[Coordinate annotation entries]
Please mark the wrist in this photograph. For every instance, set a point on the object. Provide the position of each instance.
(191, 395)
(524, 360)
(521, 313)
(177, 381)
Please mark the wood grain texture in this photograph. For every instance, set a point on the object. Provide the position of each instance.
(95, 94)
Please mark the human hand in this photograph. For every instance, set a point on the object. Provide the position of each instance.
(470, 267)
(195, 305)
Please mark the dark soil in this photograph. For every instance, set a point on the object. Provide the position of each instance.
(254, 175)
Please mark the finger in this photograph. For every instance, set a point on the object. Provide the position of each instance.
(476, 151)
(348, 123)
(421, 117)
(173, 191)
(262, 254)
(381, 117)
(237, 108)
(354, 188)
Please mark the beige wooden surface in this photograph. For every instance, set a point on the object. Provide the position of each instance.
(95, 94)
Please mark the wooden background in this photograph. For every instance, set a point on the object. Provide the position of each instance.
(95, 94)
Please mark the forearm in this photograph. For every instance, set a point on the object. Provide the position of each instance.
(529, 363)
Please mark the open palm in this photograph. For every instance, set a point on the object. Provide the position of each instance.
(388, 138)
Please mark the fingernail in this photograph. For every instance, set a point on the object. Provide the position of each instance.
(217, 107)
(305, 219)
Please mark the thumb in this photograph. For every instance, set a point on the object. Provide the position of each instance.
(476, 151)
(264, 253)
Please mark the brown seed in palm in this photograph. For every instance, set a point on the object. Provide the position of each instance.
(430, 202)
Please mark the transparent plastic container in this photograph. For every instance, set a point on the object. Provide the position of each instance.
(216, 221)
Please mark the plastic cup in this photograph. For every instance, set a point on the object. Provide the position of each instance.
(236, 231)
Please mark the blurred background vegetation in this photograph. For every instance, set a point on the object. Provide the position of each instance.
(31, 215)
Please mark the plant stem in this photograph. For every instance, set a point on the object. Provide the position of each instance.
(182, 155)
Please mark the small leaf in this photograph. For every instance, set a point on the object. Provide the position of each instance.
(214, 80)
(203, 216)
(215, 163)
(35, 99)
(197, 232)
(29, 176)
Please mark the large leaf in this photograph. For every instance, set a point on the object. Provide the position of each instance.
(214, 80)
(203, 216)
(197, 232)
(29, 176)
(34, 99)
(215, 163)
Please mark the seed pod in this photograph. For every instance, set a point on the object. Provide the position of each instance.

• WHAT TO WORK ON
Copy out the whole listing above again, replacing "set a point" with "place a dot" everywhere it occurs and leaving everything else untouched.

• COMPLETED TASK
Please mark the wrist in this photograph. For every instance, place a dot on the object. Provide the position of each instance.
(191, 395)
(524, 360)
(521, 313)
(177, 381)
Please mark the wood grain texture in this photograph. For every instance, place a dot on the object. Provide the position of each instance.
(95, 94)
Please mark the human hand in this photograph. For every instance, place a dot on the object. Provide the position of each instance.
(470, 267)
(195, 305)
Please mark the dark soil in this photograph. For every instance, place a dot on the object. Provide the position of each instance.
(254, 175)
Please mark the finger in this photograph. For every instance, place a dot on the object. Provide the position of each instance.
(476, 151)
(348, 123)
(421, 117)
(173, 191)
(262, 254)
(381, 117)
(237, 108)
(354, 188)
Please mark the beige wooden surface in this photograph. For every instance, place a dot on the object. Provide the position of each instance.
(95, 94)
Please mark the wooden background in this photograph. For every instance, place a dot on the object. Provide the position of each instance.
(95, 94)
Please mark the forearm in this photograph. For every instance, place a dot on the object. Provide the position of each instance.
(529, 363)
Please mark the open palm in this photograph. For every instance, place a dot on the object. Provide the position of each instance.
(388, 138)
Please mark the fingernail in this photograph. For every instance, place a dot on the object. Provide the position of each instance.
(217, 107)
(305, 219)
Please mark the thumb in this photograph. For every instance, place a dot on the object. Provide the position of each instance.
(476, 151)
(264, 253)
Please mark the brown seed in palm in this photograph. For every instance, place a dot on the object. Provide the position of each instance.
(430, 202)
Please mark the transparent plastic container in this photograph. For every instance, place a dot on the object. Provide the position of each instance.
(216, 221)
Please mark the plastic cup in this photograph. For every instance, place a dot on the object. Provide the position of each instance.
(236, 231)
Please mark the blurred background vegetation in this photograph. For every instance, place a dot on the object. Provide the position of each instance.
(31, 215)
Please mark the plant stem in this photograph. For every instance, place a dot on the object. Provide the position of each instance.
(182, 155)
Please mark the small leaf in this photograph. For every instance, place a dot on the object. Provide the position of each instance.
(214, 80)
(203, 216)
(215, 163)
(35, 99)
(197, 232)
(29, 176)
Please mark the large leaf in this photograph. For every instance, place a dot on the object. Provide the position of each instance.
(214, 80)
(203, 216)
(197, 232)
(29, 176)
(34, 99)
(215, 163)
Please mark the seed pod in this photograph. For every instance, place a dot on the object. Provide the position of each instance.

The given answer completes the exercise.